Oops, sent prematurely:

I further argue that '\\' should send a single backslash to the shell, so
that you can write !echo '\\n" to get the output '\n'.

On Tue, Jul 13, 2021 at 11:49 AM John Cowan <cowan@ccil.org> wrote:

> The Posix standard says "Within the text of that shell command line, the
> unescaped character '%' shall be replaced with the remembered pathname".
> Now if "unescaped" means anything at all here, it means "not preceded by a
> backslash", just like everywhere else in Posix.  So the current GNU
> behavior is unequivocally wrong.
> Both the GNU and BSD man pages say that escape sequences are not treated
> specially in the "!" command, and this also seems to be wrong or at best
> misleading.  The BSD behavior of "echo '\%' is to output "\%", which is
> certainly not illegal.

=== REQUIRED WORK ===
Echo the whole post about backslash escapes in the "!" shell command, word for word. Nothing in the material is needed.

=== GIVEN DATA ===
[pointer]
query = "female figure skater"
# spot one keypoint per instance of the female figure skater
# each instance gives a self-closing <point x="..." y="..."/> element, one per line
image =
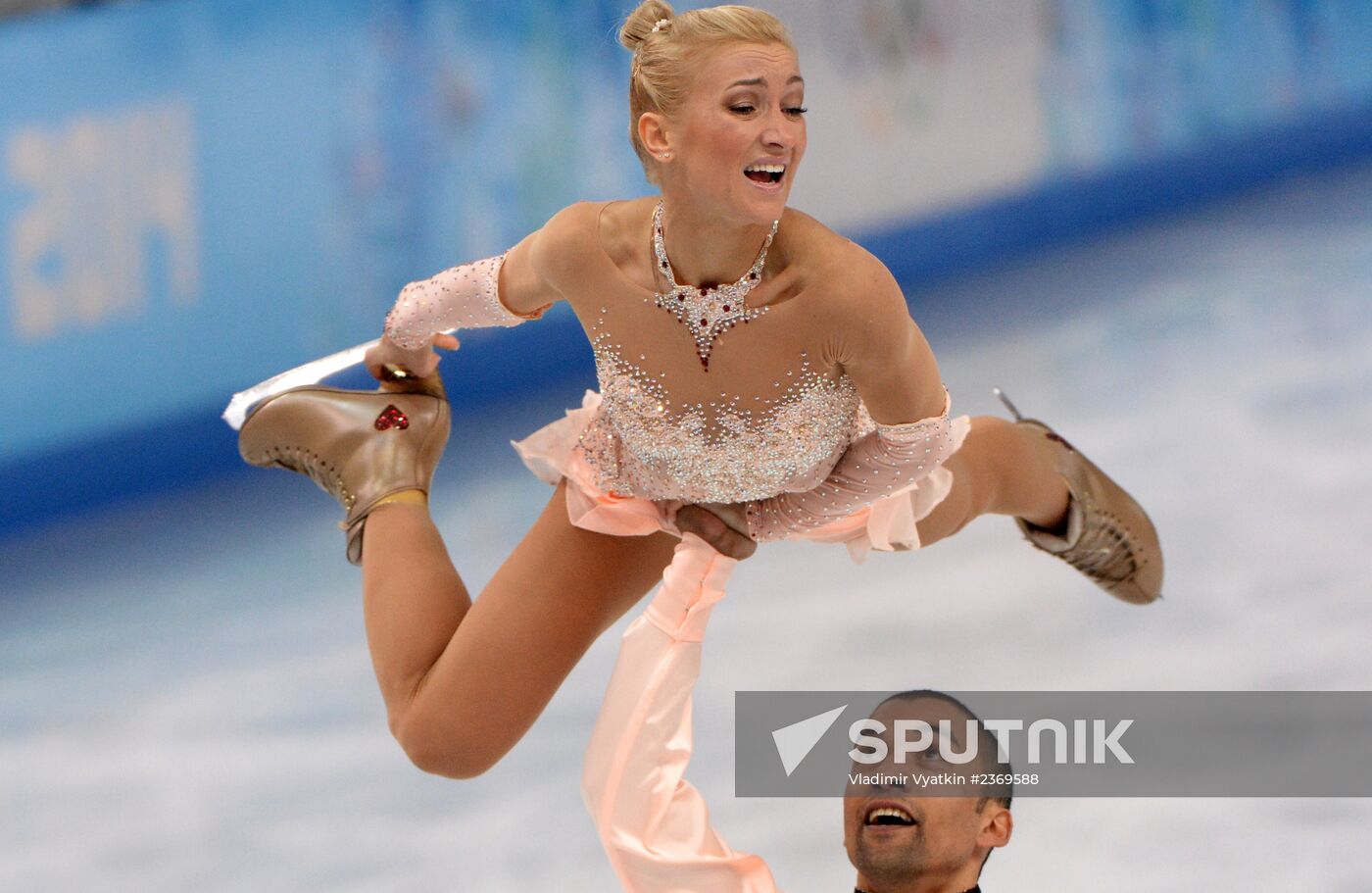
<point x="760" y="378"/>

=== TASK ANSWER ===
Oops, sent prematurely:

I further argue that '\\' should send a single backslash to the shell, so
that you can write !echo '\\n" to get the output '\n'.

On Tue, Jul 13, 2021 at 11:49 AM John Cowan <cowan@ccil.org> wrote:

> The Posix standard says "Within the text of that shell command line, the
> unescaped character '%' shall be replaced with the remembered pathname".
> Now if "unescaped" means anything at all here, it means "not preceded by a
> backslash", just like everywhere else in Posix.  So the current GNU
> behavior is unequivocally wrong.
> Both the GNU and BSD man pages say that escape sequences are not treated
> specially in the "!" command, and this also seems to be wrong or at best
> misleading.  The BSD behavior of "echo '\%' is to output "\%", which is
> certainly not illegal.